===== Records for processing
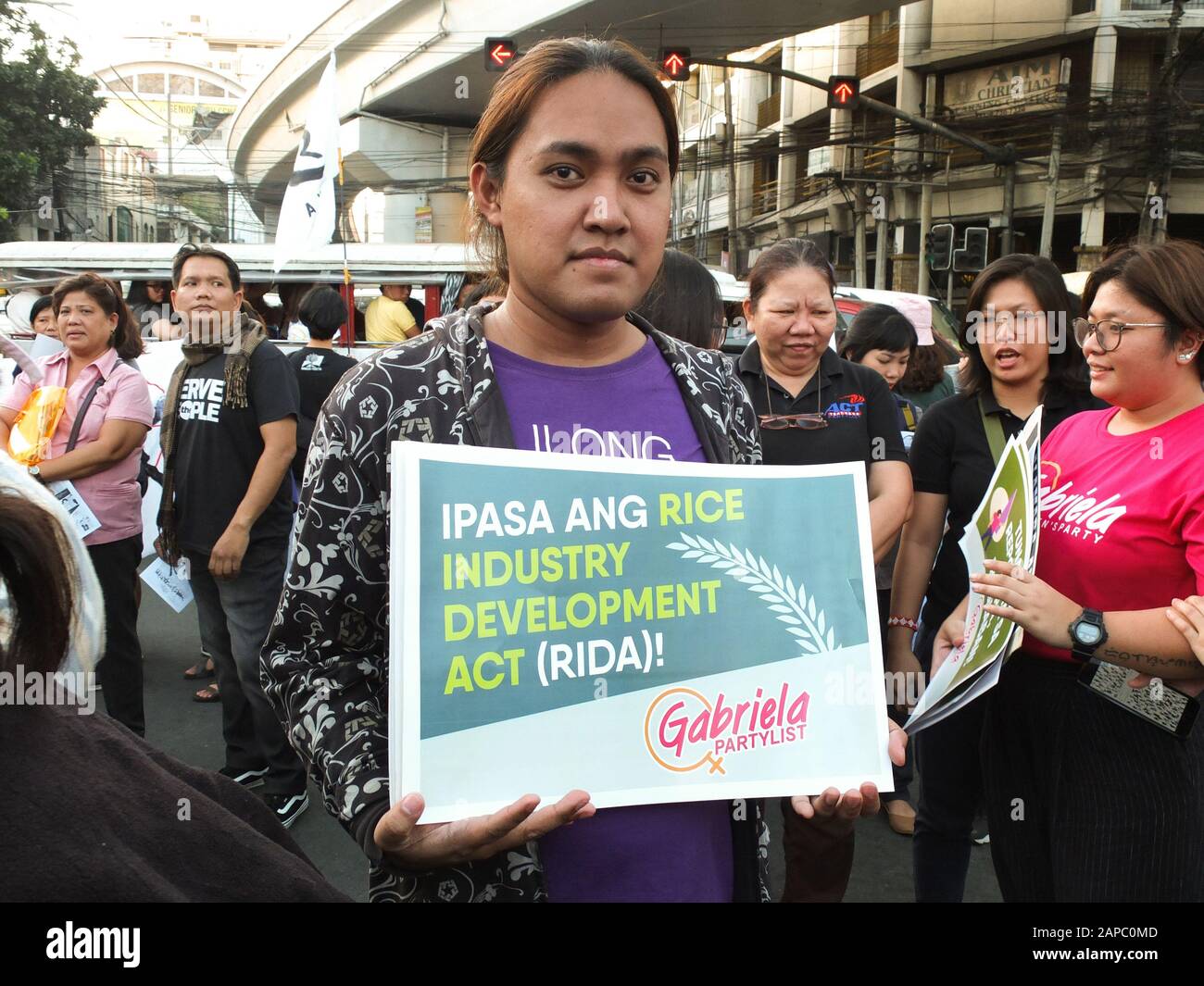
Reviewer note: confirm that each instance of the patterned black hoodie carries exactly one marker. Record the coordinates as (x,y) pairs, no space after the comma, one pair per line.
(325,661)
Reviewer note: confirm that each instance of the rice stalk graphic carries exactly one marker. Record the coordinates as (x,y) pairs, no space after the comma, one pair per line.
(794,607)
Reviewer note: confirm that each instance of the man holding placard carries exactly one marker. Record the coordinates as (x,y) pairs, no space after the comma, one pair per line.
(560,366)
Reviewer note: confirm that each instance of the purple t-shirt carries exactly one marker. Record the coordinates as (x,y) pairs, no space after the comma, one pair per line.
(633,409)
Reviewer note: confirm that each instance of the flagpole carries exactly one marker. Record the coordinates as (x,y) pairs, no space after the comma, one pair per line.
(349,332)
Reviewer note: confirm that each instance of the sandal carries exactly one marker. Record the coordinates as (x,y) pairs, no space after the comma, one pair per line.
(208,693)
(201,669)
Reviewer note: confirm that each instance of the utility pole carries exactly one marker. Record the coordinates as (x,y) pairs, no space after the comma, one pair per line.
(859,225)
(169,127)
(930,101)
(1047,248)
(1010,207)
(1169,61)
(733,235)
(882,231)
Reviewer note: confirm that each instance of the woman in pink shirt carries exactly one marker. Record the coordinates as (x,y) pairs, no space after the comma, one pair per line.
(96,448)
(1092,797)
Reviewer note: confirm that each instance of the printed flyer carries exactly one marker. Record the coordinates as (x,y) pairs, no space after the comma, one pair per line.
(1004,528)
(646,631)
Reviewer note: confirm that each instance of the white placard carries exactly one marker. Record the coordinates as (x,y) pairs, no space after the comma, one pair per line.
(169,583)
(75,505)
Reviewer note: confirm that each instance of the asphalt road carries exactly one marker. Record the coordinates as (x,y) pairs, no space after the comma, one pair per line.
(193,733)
==========
Exercise:
From the first line to the last, print the records exactly; leave out the pictures.

Answer to this task:
Reviewer note: confirm that each instance of the patterned black hoodie carries exactly one marker. Record the coordinates as (x,y) pairs, no space after the comma, one pair per line.
(325,661)
Reviewer note: confirm that each instance of the rice stalk graphic carries exactly one marker. Record the coordinates as (x,y) pairs, no space after the comma, one pair per line.
(794,607)
Reviewer note: confirm that each instance of the man holding placard carries exactly one marker. Record the coordinates as (x,y) pairs, no space after the comma, one pair per line.
(560,366)
Reviewer note: confirm that each instance of the purple t-shirt carries exactly one marker. Record the coordinates as (x,y) pairs, no space after the comma, one pair per line.
(633,409)
Reviewer note: confirm that each instance of the flagpole carries exactly one marker. Record the coordinates as (x,y) pairs, no space after the comma, one pair per line.
(349,332)
Reviewer note: confirm that each instance of the sandal carries exactly one marker. Record the coordinates as (x,y) pairs, no space after the comma, one pair per line.
(208,693)
(201,669)
Reviewer note: confirm that each instance of the utility pole carries exactly one marker. Record the coordinates as (x,y) pairs, no space after the comma, one pair per line.
(859,225)
(169,127)
(930,101)
(1047,248)
(1010,207)
(1169,61)
(733,235)
(882,231)
Reviewer note: confirm that each instance of the woman in pink shirt carries exactly one marker. Record the coordinates as (x,y) pairs, no space after the comma, one pair per line.
(96,448)
(1092,797)
Reviewer note: confirm that each instance of the printed flyer carries exactly one marker. Record the coordinates as (x,y) pairs, no space after the comma, one pair per line.
(1004,528)
(646,631)
Reviewer note: confirm that each instance of the white placard carries exactly one marker. Record the coordinates as (x,y) pairs, no space after the comma, one pair per line.
(169,583)
(75,505)
Reviewer note: confirm that each instance of the asphalt road carries exactly one marker. Record the coordinates as (x,y) pairs, no space after the comma, one pair per line.
(193,733)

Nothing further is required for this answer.